(Image point grounding data)
—————
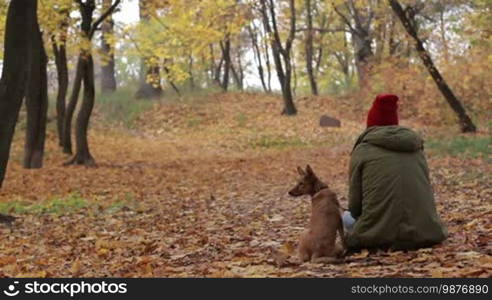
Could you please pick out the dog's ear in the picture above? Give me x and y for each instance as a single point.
(309, 171)
(301, 171)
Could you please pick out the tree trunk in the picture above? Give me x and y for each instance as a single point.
(82, 155)
(150, 80)
(267, 62)
(281, 52)
(257, 57)
(72, 104)
(108, 77)
(226, 54)
(21, 23)
(62, 78)
(85, 74)
(465, 122)
(37, 104)
(309, 49)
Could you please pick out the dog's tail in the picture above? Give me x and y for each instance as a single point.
(342, 234)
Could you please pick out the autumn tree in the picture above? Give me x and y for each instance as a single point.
(55, 21)
(281, 52)
(407, 18)
(36, 102)
(22, 34)
(358, 17)
(150, 78)
(84, 75)
(108, 77)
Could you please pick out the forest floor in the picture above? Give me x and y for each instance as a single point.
(198, 189)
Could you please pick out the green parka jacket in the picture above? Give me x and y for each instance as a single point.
(390, 194)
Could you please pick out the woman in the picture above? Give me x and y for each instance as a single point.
(391, 202)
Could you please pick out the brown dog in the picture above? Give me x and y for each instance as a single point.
(318, 242)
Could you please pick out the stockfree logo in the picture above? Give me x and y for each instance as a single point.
(11, 290)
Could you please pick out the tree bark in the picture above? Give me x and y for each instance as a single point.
(150, 80)
(257, 57)
(85, 75)
(408, 22)
(21, 23)
(72, 104)
(226, 55)
(309, 49)
(61, 63)
(281, 53)
(36, 104)
(108, 77)
(361, 38)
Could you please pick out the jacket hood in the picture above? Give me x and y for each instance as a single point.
(395, 138)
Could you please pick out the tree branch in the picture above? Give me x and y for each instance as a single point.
(102, 17)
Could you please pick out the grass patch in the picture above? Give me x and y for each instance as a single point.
(276, 142)
(241, 119)
(60, 206)
(474, 147)
(194, 122)
(121, 107)
(70, 203)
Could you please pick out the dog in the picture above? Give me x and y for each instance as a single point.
(317, 244)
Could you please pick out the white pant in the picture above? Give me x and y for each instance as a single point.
(348, 221)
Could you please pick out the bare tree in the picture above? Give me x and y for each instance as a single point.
(108, 77)
(150, 80)
(60, 53)
(20, 38)
(84, 74)
(407, 18)
(358, 22)
(309, 48)
(36, 103)
(281, 52)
—————
-- Problem details --
From the line containing "Could you please pick out the tree branch" to the final line of the data, repeat each line exactly. Include both ends.

-- Answer box --
Could you please pick out the tree branch in the picture above? Give me x and y for each instance as a single point.
(102, 17)
Could you please pick out the grass patch in the picture above? Give me x and y for each instance as a single point.
(276, 142)
(241, 119)
(60, 206)
(474, 147)
(194, 122)
(121, 107)
(70, 203)
Could you please pick out the dog in the picture above? Give me x and y for each instance as a single point.
(317, 244)
Could you please pick out the white pant in the picture above? Give me x and y for each instance as a single point.
(348, 221)
Could you please pick out the bare tree in the picture above? Give me x and y for each instance as a single point.
(108, 77)
(150, 80)
(60, 53)
(20, 38)
(84, 74)
(407, 18)
(358, 22)
(309, 48)
(36, 103)
(281, 52)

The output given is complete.